### Metin Bölümü
----

Bugünkü Yazarlar Tüm Yazarlar
Murat Sururi ÖZBÜLBÜL

Murat Sururi ÖZBÜLBÜL

Ve Mehmet Şimşek itiraf etti…

Ve Mehmet Şimşek itiraf etti…

Hazine ve Maliye Bakanı Mehmet Şimşek itiraf etti “Kuru baskılamışlar” dedi…

Ayy canım benim, kim yaptı ki böyle mantıksız bir şeyi?

Bak sen şimdi olana, hiç böyle şeyler yapılır mı?

Sakın o alçak Ce Ha Pe falan yapmış olmasın?

Acep kabahat zillet ittifakında mı?

Belki de dış güçler neyim yapmıştır?

Bu akılsızca işte bir FETÖ, PKK parmağı falan da var mı acaba?

Gene kandırıldılar mı ki?

Yahu iktidar maşallah teflon tava gibi, vallahi olacak şey değil ama hiçbir suç, günah, kendilerine yapışmıyor, hiçbir başarısızlığın sorumluluğunu çıkıp üstlenmiyorlar.

Tamam, onlar özeleştiri yapmasınlar, sorumluluk üstlenmesinler ama peşlerine takılan kitle, bu ayan beyan açık ve aşikâr olan beceriksizliklerin hesabını sormayı neden bir türlü akıl edemiyor?

Malum seçim yenilgisinden sonra muhalefet kendi derdine düşüp muhalefet bile yapamaz olunca, anlaşılan o ki muhalefet etme işi de iktidara kaldı. Sanki dün kendileri iktidarda değilmişçesine dünü en ağır şekilde eleştirmeye başladılar.

Bakın Hazine ve Maliye Bakanı Mehmet Şimşek’in kurduğu cümle tam olarak şöyle: “Kur, uzun süre tutulmuş, 2021 Aralık ayından 2023 Mayıs ayına kadar kur belli düzeyde tutulmuştu. Biz kuru serbest bıraktık. Bir taraftan rasyonel politikalar derken bir yandan kura müdahale doğru değil.”

Aslında Mehmet Şimşek kurun baskılanması ve bir tür örtülü sabit kur rejimi uygulanmasını 2021 Aralık sonrası politikası zannediyor velakin kazın ayağı pek öyle değil. Mehmet Şimşek ya ülke gerçeklerini tam bilmiyor veyahut da damadı itham edip başına dert almak istemiyor.

----

### Kaynak Malzeme
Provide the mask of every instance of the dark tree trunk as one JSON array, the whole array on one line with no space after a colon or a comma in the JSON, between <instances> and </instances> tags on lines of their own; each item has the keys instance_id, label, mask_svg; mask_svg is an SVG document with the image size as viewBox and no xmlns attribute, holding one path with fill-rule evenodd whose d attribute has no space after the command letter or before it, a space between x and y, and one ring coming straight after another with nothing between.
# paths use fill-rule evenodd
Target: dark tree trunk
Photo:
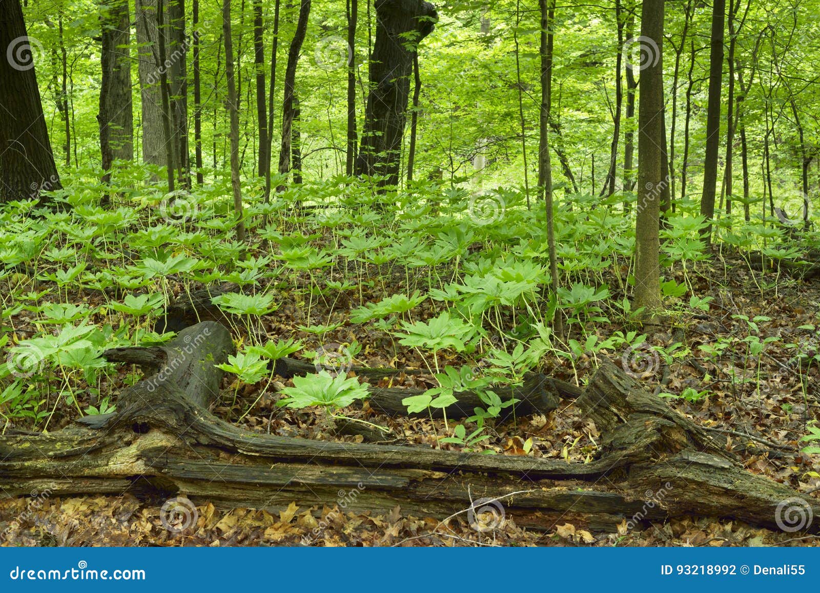
<instances>
[{"instance_id":1,"label":"dark tree trunk","mask_svg":"<svg viewBox=\"0 0 820 593\"><path fill-rule=\"evenodd\" d=\"M352 175L353 174L353 165L356 163L356 145L358 138L356 134L356 25L358 20L358 0L348 0L348 51L350 60L348 63L348 145L345 155L344 174ZM416 71L418 72L418 65L416 65ZM413 95L414 103L417 105L418 101L415 94ZM415 125L415 111L413 112L413 124ZM413 129L415 132L415 128ZM412 141L415 136L411 137L411 146L414 147ZM411 158L412 151L411 150ZM412 177L412 161L408 162L408 179Z\"/></svg>"},{"instance_id":2,"label":"dark tree trunk","mask_svg":"<svg viewBox=\"0 0 820 593\"><path fill-rule=\"evenodd\" d=\"M104 183L111 180L113 161L134 159L131 56L128 47L130 26L127 0L116 0L100 7L102 79L97 120Z\"/></svg>"},{"instance_id":3,"label":"dark tree trunk","mask_svg":"<svg viewBox=\"0 0 820 593\"><path fill-rule=\"evenodd\" d=\"M423 0L376 0L375 7L376 43L356 172L384 175L381 184L397 185L412 55L432 32L438 13Z\"/></svg>"},{"instance_id":4,"label":"dark tree trunk","mask_svg":"<svg viewBox=\"0 0 820 593\"><path fill-rule=\"evenodd\" d=\"M203 105L202 81L199 72L199 0L192 4L194 20L194 166L197 169L197 183L204 183L203 178Z\"/></svg>"},{"instance_id":5,"label":"dark tree trunk","mask_svg":"<svg viewBox=\"0 0 820 593\"><path fill-rule=\"evenodd\" d=\"M256 68L257 79L257 124L258 129L259 158L257 172L260 177L265 175L265 170L270 159L266 154L267 150L267 106L265 103L265 45L262 34L264 23L262 17L262 0L253 1L253 66Z\"/></svg>"},{"instance_id":6,"label":"dark tree trunk","mask_svg":"<svg viewBox=\"0 0 820 593\"><path fill-rule=\"evenodd\" d=\"M167 60L166 52L165 28L165 2L164 0L157 2L157 28L159 34L157 46L159 55L156 58L157 70L159 71L159 90L162 99L162 135L165 138L165 162L166 170L168 175L168 191L173 192L175 179L176 179L176 155L175 143L174 142L174 128L171 123L173 115L171 111L171 91L168 88L168 70L162 65Z\"/></svg>"},{"instance_id":7,"label":"dark tree trunk","mask_svg":"<svg viewBox=\"0 0 820 593\"><path fill-rule=\"evenodd\" d=\"M19 0L0 2L0 202L61 189Z\"/></svg>"},{"instance_id":8,"label":"dark tree trunk","mask_svg":"<svg viewBox=\"0 0 820 593\"><path fill-rule=\"evenodd\" d=\"M230 334L213 322L162 346L107 351L109 360L141 366L143 380L118 395L116 414L49 434L0 435L0 487L8 496L43 483L52 496L172 492L195 504L275 512L294 500L321 507L356 484L350 512L400 505L405 515L444 518L492 497L507 519L539 530L563 520L611 532L627 521L691 515L785 529L782 501L795 499L820 516L813 499L746 470L724 443L606 360L572 394L602 432L601 455L567 464L245 431L209 411L223 374L214 364L233 351ZM818 523L804 527L816 532Z\"/></svg>"},{"instance_id":9,"label":"dark tree trunk","mask_svg":"<svg viewBox=\"0 0 820 593\"><path fill-rule=\"evenodd\" d=\"M677 87L681 75L681 56L686 47L686 34L692 20L692 0L686 2L686 14L683 21L683 32L681 34L681 45L675 48L675 74L672 84L672 126L669 131L669 195L670 199L675 197L675 132L677 124ZM675 205L672 203L672 210Z\"/></svg>"},{"instance_id":10,"label":"dark tree trunk","mask_svg":"<svg viewBox=\"0 0 820 593\"><path fill-rule=\"evenodd\" d=\"M230 188L234 194L234 210L236 214L236 240L245 240L245 223L242 208L242 190L239 185L239 110L234 76L234 43L230 31L230 0L222 2L222 37L225 38L225 78L228 84L226 107L230 120Z\"/></svg>"},{"instance_id":11,"label":"dark tree trunk","mask_svg":"<svg viewBox=\"0 0 820 593\"><path fill-rule=\"evenodd\" d=\"M162 96L157 65L159 51L157 25L157 0L136 0L134 11L137 31L137 58L142 116L143 162L161 166L166 164L163 131Z\"/></svg>"},{"instance_id":12,"label":"dark tree trunk","mask_svg":"<svg viewBox=\"0 0 820 593\"><path fill-rule=\"evenodd\" d=\"M613 141L609 147L609 170L601 188L601 196L615 193L615 175L617 167L617 143L621 135L621 108L623 103L623 85L621 82L621 66L623 61L624 19L621 11L621 0L615 0L615 25L617 30L617 53L615 56L615 112L613 115Z\"/></svg>"},{"instance_id":13,"label":"dark tree trunk","mask_svg":"<svg viewBox=\"0 0 820 593\"><path fill-rule=\"evenodd\" d=\"M276 55L279 52L279 7L280 0L276 0L273 11L273 44L271 48L271 87L267 97L267 136L265 137L265 201L271 198L271 160L273 150L273 105L276 91Z\"/></svg>"},{"instance_id":14,"label":"dark tree trunk","mask_svg":"<svg viewBox=\"0 0 820 593\"><path fill-rule=\"evenodd\" d=\"M299 96L294 93L294 124L290 128L290 154L293 157L294 183L302 183L302 107Z\"/></svg>"},{"instance_id":15,"label":"dark tree trunk","mask_svg":"<svg viewBox=\"0 0 820 593\"><path fill-rule=\"evenodd\" d=\"M418 71L418 52L412 55L412 114L410 115L410 147L408 149L408 181L412 181L412 169L416 162L416 132L418 126L418 97L421 90L421 75ZM355 92L354 92L355 94ZM355 142L353 143L355 147Z\"/></svg>"},{"instance_id":16,"label":"dark tree trunk","mask_svg":"<svg viewBox=\"0 0 820 593\"><path fill-rule=\"evenodd\" d=\"M704 162L704 192L700 214L708 225L701 231L707 242L712 241L712 219L715 215L718 183L718 151L720 148L720 95L723 82L723 29L726 0L714 0L712 9L712 50L709 53L709 95L706 112L706 156Z\"/></svg>"},{"instance_id":17,"label":"dark tree trunk","mask_svg":"<svg viewBox=\"0 0 820 593\"><path fill-rule=\"evenodd\" d=\"M285 174L290 170L291 132L294 118L296 115L294 95L296 92L296 66L299 62L299 52L308 31L308 18L310 16L311 0L302 0L299 8L299 20L296 24L296 32L288 50L288 65L285 68L285 99L282 102L282 145L279 152L279 172ZM284 190L280 185L277 190Z\"/></svg>"},{"instance_id":18,"label":"dark tree trunk","mask_svg":"<svg viewBox=\"0 0 820 593\"><path fill-rule=\"evenodd\" d=\"M635 34L634 5L630 7L626 17L626 38ZM635 94L638 82L631 68L626 68L626 129L623 134L623 188L631 192L635 188ZM625 205L625 210L628 205Z\"/></svg>"},{"instance_id":19,"label":"dark tree trunk","mask_svg":"<svg viewBox=\"0 0 820 593\"><path fill-rule=\"evenodd\" d=\"M634 308L645 316L661 306L658 219L663 178L663 0L644 0L641 8L641 54L649 56L640 72L638 106L638 205L635 232Z\"/></svg>"},{"instance_id":20,"label":"dark tree trunk","mask_svg":"<svg viewBox=\"0 0 820 593\"><path fill-rule=\"evenodd\" d=\"M191 164L188 154L188 40L185 34L185 0L169 0L166 34L171 83L171 109L174 154L180 183L191 185Z\"/></svg>"},{"instance_id":21,"label":"dark tree trunk","mask_svg":"<svg viewBox=\"0 0 820 593\"><path fill-rule=\"evenodd\" d=\"M68 115L68 53L66 51L61 16L57 20L57 26L60 31L60 57L62 62L62 91L60 94L58 105L66 126L66 144L63 150L66 152L66 166L67 167L71 165L71 120Z\"/></svg>"}]
</instances>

----

### Etkinlik Listesi
1) Metin bölümünde aktarılan sözlere göre, Mehmet Şimşek kurun hangi aydan hangi aya kadar belli düzeyde tutulduğunu söylüyor?
2) Metin bölümünü "Bak sen şimdi" sözlerinden başlayarak "var mı acaba?" sözleri de dahil olmak üzere yeniden yazın ve "dış güçler" ifadesinin yerine "yabancı güçler" koyun.

### Madde Madde Cevaplar
1) 2021 Aralık ayından 2023 Mayıs ayına kadar.

2)
Bak sen şimdi olana, hiç böyle şeyler yapılır mı?

Sakın o alçak Ce Ha Pe falan yapmış olmasın?

Acep kabahat zillet ittifakında mı?

Belki de yabancı güçler neyim yapmıştır?

Bu akılsızca işte bir FETÖ, PKK parmağı falan da var mı acaba?